■ Задание ■
Продолжите приведённый ниже текст о Годскине и «накоплении» капиталиста, начав сразу после его последней фразы.

■ Текст для чтения ■
=====
[875] Вернемся теперь к Годскину.
Под «накоплением» капиталистом [жизненных средств] для рабочего нельзя, разумеется, понимать то обстоятельство, что товары при своем переходе из производства в потребление находятся в резервуарах обращения, в обращении, на рынке. Такое толкование этого «накопления» означало бы, что продукты обращаются ради рабочего и становятся товарами ради него, вообще — что производство продуктов в качестве товаров имеет место ради рабочего.
Как и всякий другой [товаровладелец], рабочий должен тот товар, который он продает фактически, хотя и не по форме, — т. е. свой труд, — сперва превратить в деньги, чтобы затем обратно превратить эти деньги в товары для потребления. Ясно как день, что разделение труда (поскольку оно основано на товарном производстве), наемный труд, вообще капиталистическое производство не могут иметь место без того, чтобы предметы потребления, а также и средства производства, не находились на рынке как товары, что этого рода производство невозможно без обращения товаров, без пребывания товаров в резервуарах обращения. Ибо продукт является товаром катеду лишь внутри обращения. То, что рабочий должен необходимые ему жизненные средства находить в форме товаров, столь же верно для него, как и для всякого другого.
К тому же, торговцу жизненными средствами рабочий противостоит не как рабочий капиталисту, а как деньги — товару, как покупатель — продавцу. Здесь не имеет места отношение наемного труда и капитала, если не считать того случая, когда дело идет о собственных рабочих торговца. Но даже эти последние, поскольку они у него покупают, противостоят ему не как рабочие. Это имеет место лишь постольку, поскольку он у них покупает. Поэтому оставим в стороне этого агента обращения.
Что же касается промышленного капиталиста, то его запас — его «накопление» — состоит;
Во-первых, из его основного капитала — зданий, машин и т. д., которые рабочий не потребляет, или, поскольку он их потребляет, то потребляет в процессе труда, производственно, для капиталиста; хотя они и образуют для рабочего средства труда, но они никогда не являются для него жизненными средствами.
Во-вторых, из его сырья и вспомогательных материалов, запас которых, в той части, которая не входит непосредственно в производство, как мы видели, имеет тенденцию к уменьшению. Эти вещи тоже не являются жизненными средствами для рабочего. Это «накопление» капиталиста для рабочего означает только то, что капиталист делает рабочему одолжение, отнимая у рабочего собственность на условия его труда и превращая эти средства его труда (которые сами суть лишь превращенный продукт его труда) в средства эксплуатации труда. Во всяком случае, рабочий, употребляя в качестве средств труда машины и сырье, питается не ими.
В-третьих, из его товаров, находящихся на складе, в кладовой, до того как они поступают в обращение. Эти товары суть продукты труда, а не жизненные средства, накопленные для содержания его, труда, самого во время производства.
=====
(Строки набора данных о расположении объектов)

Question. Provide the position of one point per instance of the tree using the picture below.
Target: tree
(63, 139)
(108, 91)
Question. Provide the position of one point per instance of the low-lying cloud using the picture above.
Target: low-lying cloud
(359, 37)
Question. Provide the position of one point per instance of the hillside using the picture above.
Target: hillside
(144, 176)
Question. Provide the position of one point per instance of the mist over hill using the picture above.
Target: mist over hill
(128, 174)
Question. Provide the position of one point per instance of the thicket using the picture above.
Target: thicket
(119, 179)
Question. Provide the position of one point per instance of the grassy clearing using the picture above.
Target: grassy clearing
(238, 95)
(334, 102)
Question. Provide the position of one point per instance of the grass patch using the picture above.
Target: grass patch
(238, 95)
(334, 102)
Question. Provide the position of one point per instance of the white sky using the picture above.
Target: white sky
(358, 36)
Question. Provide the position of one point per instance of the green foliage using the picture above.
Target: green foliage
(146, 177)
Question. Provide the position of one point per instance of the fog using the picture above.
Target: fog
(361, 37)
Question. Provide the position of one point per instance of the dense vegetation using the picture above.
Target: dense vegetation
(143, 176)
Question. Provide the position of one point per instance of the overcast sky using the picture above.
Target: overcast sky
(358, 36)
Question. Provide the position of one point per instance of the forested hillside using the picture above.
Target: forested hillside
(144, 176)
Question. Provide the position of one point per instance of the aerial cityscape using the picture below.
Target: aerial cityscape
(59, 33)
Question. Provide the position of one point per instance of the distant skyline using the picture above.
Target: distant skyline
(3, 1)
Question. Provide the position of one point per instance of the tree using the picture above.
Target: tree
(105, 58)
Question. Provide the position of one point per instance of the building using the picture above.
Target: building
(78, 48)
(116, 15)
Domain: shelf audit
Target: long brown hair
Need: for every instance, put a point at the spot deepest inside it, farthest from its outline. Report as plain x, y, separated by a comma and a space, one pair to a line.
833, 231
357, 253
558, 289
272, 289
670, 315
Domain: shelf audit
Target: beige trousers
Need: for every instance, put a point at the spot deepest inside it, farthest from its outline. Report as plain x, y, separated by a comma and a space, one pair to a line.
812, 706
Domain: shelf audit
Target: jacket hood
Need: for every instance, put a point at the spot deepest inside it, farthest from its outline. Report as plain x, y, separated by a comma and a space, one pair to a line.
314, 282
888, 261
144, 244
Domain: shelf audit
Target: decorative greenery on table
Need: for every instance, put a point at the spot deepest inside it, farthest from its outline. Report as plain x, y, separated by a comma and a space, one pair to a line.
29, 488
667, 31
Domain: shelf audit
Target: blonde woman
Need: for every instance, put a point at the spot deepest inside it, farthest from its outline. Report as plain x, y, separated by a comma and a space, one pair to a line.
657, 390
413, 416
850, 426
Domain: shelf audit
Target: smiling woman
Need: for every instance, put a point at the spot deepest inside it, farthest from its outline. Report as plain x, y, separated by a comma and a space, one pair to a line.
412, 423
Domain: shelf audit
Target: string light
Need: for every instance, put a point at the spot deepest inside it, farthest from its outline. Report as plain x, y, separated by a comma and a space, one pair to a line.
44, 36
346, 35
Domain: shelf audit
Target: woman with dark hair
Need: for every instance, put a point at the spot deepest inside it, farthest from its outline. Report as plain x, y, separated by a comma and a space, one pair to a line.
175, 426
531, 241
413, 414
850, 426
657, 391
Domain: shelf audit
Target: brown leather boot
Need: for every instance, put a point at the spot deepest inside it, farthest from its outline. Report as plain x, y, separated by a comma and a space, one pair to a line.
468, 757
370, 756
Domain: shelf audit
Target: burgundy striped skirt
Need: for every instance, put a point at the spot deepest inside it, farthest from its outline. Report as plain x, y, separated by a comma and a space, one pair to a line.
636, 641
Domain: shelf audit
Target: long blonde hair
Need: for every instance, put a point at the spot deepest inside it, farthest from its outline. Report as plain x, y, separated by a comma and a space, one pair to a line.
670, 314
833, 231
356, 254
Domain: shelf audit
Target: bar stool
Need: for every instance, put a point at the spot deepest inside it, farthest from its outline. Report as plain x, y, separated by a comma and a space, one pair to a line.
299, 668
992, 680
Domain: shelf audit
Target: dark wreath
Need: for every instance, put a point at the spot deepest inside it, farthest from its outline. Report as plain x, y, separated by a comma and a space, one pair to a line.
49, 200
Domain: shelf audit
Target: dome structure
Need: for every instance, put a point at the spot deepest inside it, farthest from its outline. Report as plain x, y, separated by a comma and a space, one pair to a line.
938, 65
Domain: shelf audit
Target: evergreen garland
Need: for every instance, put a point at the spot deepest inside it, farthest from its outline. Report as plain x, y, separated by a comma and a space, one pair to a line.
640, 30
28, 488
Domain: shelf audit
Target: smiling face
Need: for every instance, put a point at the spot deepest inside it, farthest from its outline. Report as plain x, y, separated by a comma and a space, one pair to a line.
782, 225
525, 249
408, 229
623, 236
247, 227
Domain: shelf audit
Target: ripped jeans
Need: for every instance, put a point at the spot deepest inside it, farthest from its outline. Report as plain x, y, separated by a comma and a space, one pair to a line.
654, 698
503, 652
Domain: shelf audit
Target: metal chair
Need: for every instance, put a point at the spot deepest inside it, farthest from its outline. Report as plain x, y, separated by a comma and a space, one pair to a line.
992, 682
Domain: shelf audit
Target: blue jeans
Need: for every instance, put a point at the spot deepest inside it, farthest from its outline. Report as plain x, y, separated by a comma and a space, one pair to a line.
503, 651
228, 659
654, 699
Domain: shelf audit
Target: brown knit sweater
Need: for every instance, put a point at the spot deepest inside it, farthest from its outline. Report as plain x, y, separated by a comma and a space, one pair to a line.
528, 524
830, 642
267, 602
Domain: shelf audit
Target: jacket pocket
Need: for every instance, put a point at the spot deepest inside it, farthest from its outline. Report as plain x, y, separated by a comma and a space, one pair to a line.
=====
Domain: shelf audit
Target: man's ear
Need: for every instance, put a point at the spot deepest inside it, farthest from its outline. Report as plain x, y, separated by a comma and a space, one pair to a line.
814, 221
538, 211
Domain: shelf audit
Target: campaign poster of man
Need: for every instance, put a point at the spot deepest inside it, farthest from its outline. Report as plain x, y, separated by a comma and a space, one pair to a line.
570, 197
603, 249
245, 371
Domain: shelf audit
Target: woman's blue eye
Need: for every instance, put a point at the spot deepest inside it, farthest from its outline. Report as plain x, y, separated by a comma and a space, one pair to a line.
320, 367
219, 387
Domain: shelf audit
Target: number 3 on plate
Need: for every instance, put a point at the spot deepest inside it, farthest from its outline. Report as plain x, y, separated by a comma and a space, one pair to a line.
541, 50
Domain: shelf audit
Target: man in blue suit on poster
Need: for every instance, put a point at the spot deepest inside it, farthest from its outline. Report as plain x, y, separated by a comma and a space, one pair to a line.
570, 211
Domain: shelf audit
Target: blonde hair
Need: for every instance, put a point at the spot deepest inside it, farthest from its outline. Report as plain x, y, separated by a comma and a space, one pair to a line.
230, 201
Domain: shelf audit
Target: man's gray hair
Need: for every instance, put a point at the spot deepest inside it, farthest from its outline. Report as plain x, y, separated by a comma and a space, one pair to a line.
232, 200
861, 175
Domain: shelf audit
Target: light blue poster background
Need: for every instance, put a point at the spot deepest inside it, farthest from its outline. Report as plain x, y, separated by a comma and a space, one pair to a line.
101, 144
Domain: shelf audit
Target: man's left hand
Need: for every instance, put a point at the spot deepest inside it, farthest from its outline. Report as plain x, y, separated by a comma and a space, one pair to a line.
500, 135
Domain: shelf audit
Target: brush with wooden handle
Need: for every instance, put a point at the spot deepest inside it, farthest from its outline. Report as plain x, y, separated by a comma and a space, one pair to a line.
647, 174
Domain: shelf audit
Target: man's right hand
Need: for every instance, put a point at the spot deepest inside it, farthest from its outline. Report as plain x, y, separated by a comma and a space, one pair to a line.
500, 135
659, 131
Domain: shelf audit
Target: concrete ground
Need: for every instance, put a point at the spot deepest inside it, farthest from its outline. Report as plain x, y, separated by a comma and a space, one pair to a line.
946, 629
=====
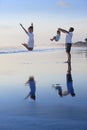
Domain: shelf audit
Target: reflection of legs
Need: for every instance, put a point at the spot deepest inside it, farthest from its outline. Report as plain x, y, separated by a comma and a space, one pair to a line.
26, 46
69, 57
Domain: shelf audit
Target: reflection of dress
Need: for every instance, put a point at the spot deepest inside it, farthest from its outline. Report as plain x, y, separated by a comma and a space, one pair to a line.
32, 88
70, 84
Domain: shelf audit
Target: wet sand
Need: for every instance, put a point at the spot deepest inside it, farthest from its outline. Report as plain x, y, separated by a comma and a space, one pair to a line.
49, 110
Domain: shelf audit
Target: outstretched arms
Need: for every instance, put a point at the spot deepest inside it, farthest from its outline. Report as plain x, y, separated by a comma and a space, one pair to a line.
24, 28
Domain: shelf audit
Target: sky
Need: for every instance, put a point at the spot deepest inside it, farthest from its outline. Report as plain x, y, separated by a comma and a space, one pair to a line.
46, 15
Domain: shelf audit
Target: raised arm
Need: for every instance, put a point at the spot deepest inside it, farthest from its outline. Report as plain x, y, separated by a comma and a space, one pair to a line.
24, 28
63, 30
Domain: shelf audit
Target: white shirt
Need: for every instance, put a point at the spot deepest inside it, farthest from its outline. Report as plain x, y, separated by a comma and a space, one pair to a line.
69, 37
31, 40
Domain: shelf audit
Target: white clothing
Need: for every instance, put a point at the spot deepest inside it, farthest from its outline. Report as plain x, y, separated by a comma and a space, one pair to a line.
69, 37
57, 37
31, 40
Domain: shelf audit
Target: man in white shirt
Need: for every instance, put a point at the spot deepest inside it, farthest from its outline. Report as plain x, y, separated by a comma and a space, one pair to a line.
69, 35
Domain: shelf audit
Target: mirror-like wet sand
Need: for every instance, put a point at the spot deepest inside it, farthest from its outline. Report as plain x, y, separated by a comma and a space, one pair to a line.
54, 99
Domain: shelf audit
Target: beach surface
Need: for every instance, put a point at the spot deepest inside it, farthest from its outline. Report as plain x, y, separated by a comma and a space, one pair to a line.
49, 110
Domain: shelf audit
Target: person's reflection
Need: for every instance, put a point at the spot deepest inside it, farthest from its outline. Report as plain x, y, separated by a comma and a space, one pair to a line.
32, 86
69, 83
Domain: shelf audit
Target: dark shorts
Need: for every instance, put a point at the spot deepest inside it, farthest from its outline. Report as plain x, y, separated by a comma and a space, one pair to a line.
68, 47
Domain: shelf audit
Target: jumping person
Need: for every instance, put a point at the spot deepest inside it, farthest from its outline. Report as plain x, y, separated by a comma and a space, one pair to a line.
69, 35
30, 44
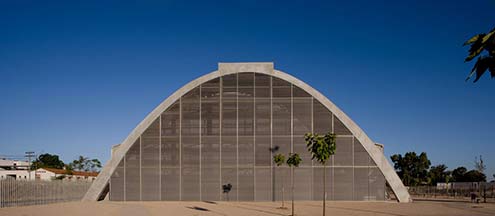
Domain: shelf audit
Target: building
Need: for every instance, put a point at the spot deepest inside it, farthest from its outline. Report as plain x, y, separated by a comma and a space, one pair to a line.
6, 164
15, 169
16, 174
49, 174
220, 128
=====
■ Ответ к заданию ■
Таким образом, «накопление» капиталистом жизненных средств для рабочего означает только то, что капиталист должен обладать достаточным количеством денег, чтобы выплачивать заработную плату, на каковые деньги рабочий извлекает из резервуаров обращения свои средства потребления (а если рассматривать класс в целом — выкупает для себя часть своего собственного продукта). Но эти деньги суть лишь превращенная форма того товара, который рабочий продал и доставил. В этом смысле жизненные средства «накоплены» для рабочего точно так же, как они накоплены для его капиталиста, который тоже покупает на деньги (превращенную форму того же товара) средства потребления и т. д. Деньги эти могут быть простым знаком стоимости; стало быть, они отнюдь не обязательно должны быть представителями «прошлого труда», а лишь выражают в руках каждого человека реализованную им цену — не прошлого труда (или прежнего товара), а того труда или того товара, которые данный человек продает как труд или товар настоящего времени. Мы имеем здесь только формальное бытие[104]. Или же, — так как рабочий и при прежних способах производства должен был питаться и вообще потреблять жизненные средства во время производства, независимо от продолжительности того времени, которого требовало производство его продукта, — то «накопление» жизненных средств для рабочего означает, что рабочий должен сперва превратить продукт своего труда в продукт капиталиста, в капитал, чтобы затем получить в уплату обратно часть этого продукта в форме денег.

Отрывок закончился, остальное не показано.